Por isso nem os católicos encobriam o significado político do culto.
Uma das mais importantes ilações fica numa intervenção do cardeal patriarca, precisamente na Batalha, onde disse que:«Religião e Pátria são termos que sempre andam ligados. Nestes dias em que as bases da civilização cristã são minadas, é refúgio seguro a Igreja que prega obediência à autoridade.»
O traço desta imagem de Nuno Álvares definia os contornos da sua incorporação na hagiografia cívica do Estado Novo, e desenhava um dos seus símbolos – a aliança da Cruz e da Espada – lançando os dados para que, depois de padroeiro da infantaria, o combatente de Aljubarrota, fosse «fascizado» com a sua transformação em padroeiro da Mocidade Portuguesa e da Legião Portuguesa – agrupamentos paramilitares do regime saído da revolta militar do 28 de Maio.

____________

◆ **Tarefa proposta**:
Prossiga o trecho sobre o culto de Nuno Álvares no Estado Novo a partir da última frase apresentada.

◆ **Dados apresentados**:
____________

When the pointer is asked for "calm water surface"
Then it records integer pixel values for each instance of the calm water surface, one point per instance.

____________

◆ **Resultado**:
Houve mesmo alguma propaganda inventava analogias e anacronismos, ousava mesmo sugerir a existência de afinidades (providenciais) entre o perfil político e religioso do combatente/carmelista e o de Salazar.»
Face aos desenvolvimentos, pseudo biográficos conhecidos recentemente do ditador, será que a Igreja irá rever a sua posição? Fica a dúvida.